---------- ENTRIES PROVIDED

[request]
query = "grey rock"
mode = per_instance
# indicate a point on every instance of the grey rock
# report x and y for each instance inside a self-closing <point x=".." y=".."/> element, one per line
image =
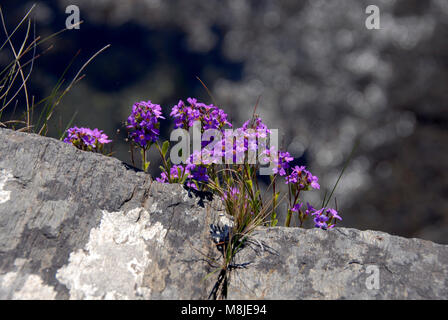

--------------------

ABOUT THIS EXERCISE: Find the word "rock" in the records and pull out each line that has it.

OUTPUT FOR THIS EXERCISE:
query = "grey rock"
# indicate a point on every instance of the grey rock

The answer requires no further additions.